# PASSAGE:
Thus all human rights are at base the right to be human, and so to enjoy the dignity of having been created in the image of God and for possessing in consequence unique relationships to God himself, to our fellow human beings and to the material world.

Christian have something important to add to this, namely that our Creator has also redeemed or re-created us, at great personal cost, through the Incarnation and Atonement of his Son. And the costliness of God’s redeeming work reinforces the sense of human worth, which his creation has already given us.

Our value then depends, then, on God’s view of us and relationship to us. As a result of this, human rights are not unlimited rights, as if we were free to be and do absolutely anything we like. They are limited to what is compatible with being the human person God made us and meant us to be. If God has not given something as a right then it cannot be claimed as a right and it is this that may cause Christians to be at odds with those who root human rights in the western ideal of the autonomous individual who has freedom to choose their own goals.

# ENTRIES:
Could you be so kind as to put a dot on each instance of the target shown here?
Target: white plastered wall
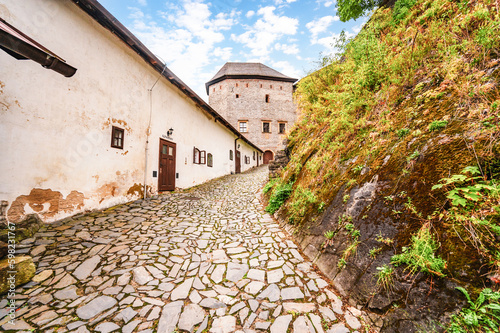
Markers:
(55, 132)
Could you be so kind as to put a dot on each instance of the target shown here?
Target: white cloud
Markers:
(186, 38)
(326, 3)
(287, 48)
(286, 68)
(320, 25)
(268, 29)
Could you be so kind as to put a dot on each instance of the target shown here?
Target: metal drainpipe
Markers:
(235, 149)
(147, 143)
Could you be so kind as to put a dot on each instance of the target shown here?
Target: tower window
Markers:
(282, 128)
(117, 135)
(266, 127)
(243, 126)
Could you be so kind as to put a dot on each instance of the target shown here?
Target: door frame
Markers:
(160, 153)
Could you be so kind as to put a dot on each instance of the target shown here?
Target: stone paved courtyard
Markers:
(205, 260)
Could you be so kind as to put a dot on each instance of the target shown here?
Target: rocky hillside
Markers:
(393, 179)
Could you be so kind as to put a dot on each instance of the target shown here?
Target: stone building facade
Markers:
(257, 100)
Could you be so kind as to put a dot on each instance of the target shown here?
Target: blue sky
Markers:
(197, 37)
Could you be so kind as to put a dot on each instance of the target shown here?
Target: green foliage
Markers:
(279, 196)
(482, 315)
(437, 125)
(403, 132)
(375, 251)
(270, 184)
(329, 234)
(420, 256)
(384, 276)
(473, 212)
(353, 9)
(463, 189)
(345, 198)
(401, 10)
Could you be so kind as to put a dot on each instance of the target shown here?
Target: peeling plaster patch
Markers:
(106, 191)
(137, 189)
(45, 202)
(114, 121)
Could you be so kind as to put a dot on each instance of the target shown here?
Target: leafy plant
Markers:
(345, 198)
(482, 315)
(403, 132)
(270, 184)
(384, 276)
(437, 125)
(474, 191)
(420, 256)
(278, 197)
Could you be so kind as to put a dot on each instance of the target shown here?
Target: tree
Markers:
(353, 9)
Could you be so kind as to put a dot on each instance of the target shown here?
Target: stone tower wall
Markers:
(251, 105)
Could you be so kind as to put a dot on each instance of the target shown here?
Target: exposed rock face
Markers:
(280, 161)
(15, 272)
(414, 301)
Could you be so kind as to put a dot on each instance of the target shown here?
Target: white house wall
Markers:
(55, 132)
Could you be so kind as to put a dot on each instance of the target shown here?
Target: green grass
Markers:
(420, 256)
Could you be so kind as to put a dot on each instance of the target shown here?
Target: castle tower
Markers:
(257, 100)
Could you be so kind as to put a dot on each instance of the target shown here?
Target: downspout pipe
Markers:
(148, 133)
(235, 150)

# TASKS TO PERFORM:
A - Answer these questions about the passage on human rights:
(i) What are all human rights at base?
(ii) Through what did our Creator redeem or re-create us?
(iii) To what are human rights limited?
B - Find every line of the records that contains the string "wall", treating uppercase and lowercase as different, and copy each of those lines.

# ANSWER SET:
A -
(i) The right to be human.
(ii) Through the Incarnation and Atonement of his Son.
(iii) To what is compatible with being the human person God made us and meant us to be.

B -
Target: white plastered wall
Target: stone tower wall
Target: white house wall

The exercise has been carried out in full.